▸ REQUIREMENTS
Tally how many lines in the data below contain the string "large", and reply with only that number.

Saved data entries
====

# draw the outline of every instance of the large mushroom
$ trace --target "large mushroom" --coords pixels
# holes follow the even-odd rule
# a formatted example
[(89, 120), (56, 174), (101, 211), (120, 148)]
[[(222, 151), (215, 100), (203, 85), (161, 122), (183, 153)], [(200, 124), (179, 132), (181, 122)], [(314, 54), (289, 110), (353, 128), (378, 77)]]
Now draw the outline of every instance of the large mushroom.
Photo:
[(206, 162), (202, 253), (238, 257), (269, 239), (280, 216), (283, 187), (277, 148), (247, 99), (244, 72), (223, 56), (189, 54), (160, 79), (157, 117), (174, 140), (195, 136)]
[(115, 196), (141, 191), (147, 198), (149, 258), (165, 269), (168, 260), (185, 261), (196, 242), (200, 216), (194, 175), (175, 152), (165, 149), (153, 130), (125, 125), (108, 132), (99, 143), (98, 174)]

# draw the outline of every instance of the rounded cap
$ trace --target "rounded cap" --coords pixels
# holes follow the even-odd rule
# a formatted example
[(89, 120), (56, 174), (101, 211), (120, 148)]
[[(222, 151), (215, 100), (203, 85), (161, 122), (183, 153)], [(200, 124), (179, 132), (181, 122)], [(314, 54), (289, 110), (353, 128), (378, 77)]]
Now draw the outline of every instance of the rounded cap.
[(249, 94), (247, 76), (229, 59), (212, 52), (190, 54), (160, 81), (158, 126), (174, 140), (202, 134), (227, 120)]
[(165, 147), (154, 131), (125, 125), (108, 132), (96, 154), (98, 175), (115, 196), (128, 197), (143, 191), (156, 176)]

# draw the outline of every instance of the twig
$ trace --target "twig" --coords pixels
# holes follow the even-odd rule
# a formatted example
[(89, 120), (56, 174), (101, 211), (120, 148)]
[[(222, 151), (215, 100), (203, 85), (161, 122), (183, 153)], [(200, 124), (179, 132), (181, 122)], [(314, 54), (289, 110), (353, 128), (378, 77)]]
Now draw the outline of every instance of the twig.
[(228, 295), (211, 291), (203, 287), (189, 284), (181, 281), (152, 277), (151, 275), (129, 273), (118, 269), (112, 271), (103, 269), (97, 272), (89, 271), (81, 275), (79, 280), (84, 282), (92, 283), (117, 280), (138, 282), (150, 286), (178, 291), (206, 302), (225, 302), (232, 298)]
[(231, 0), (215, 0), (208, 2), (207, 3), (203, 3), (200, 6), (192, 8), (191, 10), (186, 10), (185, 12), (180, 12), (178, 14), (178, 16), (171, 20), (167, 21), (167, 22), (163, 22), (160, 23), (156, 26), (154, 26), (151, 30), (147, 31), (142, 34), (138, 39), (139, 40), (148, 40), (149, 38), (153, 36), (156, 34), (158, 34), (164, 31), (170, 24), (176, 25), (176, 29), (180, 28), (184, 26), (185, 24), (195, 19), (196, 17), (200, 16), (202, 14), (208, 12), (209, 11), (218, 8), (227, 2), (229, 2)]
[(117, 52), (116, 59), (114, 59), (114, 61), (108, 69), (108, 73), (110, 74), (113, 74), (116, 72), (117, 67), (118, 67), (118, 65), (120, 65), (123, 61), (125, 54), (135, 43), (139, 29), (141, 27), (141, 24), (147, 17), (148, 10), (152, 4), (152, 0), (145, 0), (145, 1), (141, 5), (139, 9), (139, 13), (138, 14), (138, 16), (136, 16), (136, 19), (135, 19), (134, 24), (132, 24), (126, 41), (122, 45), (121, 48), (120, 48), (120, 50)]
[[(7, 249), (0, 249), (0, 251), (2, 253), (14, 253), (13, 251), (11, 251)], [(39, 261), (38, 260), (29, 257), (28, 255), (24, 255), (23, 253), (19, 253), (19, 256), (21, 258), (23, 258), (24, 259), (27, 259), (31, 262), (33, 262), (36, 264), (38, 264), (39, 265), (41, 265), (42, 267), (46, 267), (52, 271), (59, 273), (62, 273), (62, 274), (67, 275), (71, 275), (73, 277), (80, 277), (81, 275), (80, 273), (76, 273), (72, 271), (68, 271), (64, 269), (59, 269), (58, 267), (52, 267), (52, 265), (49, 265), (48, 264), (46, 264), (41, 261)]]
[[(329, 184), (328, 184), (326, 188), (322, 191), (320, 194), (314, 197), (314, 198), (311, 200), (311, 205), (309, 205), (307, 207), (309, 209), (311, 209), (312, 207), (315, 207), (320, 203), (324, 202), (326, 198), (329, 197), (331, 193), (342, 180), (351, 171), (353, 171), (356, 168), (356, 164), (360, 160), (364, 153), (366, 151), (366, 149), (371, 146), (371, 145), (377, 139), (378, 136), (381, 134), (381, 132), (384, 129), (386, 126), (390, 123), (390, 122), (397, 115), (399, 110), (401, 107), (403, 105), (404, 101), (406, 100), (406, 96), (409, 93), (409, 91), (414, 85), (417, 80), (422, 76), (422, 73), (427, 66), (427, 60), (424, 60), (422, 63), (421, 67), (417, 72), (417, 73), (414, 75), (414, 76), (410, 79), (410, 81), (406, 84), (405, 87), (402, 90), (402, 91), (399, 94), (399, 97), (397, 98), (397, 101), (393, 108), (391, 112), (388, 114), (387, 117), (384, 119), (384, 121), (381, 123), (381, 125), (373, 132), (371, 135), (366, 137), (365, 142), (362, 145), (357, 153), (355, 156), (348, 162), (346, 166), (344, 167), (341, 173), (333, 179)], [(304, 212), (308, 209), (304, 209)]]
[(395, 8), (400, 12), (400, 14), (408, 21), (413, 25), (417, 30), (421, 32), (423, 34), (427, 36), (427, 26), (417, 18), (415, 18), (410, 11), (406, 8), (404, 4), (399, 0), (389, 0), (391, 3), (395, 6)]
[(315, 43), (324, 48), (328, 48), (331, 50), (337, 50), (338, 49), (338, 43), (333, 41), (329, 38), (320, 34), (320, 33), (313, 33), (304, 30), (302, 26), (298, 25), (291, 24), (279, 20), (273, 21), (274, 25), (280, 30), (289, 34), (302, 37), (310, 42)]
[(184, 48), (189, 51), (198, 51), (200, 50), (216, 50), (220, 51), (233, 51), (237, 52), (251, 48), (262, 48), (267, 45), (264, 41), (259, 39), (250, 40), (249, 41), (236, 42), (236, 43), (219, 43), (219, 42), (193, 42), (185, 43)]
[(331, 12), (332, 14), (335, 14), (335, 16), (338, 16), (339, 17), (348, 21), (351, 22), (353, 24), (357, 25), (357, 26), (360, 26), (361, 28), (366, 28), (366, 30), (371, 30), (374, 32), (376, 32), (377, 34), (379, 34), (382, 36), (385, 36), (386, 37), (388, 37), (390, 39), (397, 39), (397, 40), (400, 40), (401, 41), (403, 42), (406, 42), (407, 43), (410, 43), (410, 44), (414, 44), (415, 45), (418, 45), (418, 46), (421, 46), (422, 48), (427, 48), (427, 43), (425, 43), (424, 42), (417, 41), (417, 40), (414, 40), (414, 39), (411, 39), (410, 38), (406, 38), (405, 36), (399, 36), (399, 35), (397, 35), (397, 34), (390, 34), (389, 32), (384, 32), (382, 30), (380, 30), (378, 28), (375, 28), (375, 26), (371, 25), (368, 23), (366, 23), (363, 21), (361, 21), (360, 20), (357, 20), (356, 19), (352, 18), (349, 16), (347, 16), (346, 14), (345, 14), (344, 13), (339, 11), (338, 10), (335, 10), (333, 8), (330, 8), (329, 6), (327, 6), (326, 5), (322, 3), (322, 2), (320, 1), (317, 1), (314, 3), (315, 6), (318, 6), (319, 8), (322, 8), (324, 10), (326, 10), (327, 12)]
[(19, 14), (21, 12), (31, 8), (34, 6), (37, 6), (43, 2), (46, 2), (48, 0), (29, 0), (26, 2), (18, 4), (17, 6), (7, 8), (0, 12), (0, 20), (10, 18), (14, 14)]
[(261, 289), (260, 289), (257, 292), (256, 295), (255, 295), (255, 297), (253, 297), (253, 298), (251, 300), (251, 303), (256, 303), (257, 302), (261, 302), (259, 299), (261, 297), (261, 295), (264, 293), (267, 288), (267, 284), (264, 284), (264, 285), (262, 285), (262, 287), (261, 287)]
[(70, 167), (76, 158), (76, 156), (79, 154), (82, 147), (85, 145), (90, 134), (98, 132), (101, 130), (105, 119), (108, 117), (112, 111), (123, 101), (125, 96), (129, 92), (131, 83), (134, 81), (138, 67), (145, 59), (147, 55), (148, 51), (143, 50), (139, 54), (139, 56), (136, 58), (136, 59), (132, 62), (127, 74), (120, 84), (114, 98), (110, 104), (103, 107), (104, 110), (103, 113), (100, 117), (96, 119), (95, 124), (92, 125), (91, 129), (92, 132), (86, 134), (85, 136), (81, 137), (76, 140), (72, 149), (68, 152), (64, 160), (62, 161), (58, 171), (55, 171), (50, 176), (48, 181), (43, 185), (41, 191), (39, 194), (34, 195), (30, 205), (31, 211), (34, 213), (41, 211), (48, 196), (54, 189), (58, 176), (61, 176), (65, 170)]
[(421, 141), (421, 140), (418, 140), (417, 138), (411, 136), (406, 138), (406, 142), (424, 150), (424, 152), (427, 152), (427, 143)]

====

▸ TASK SOLUTION
3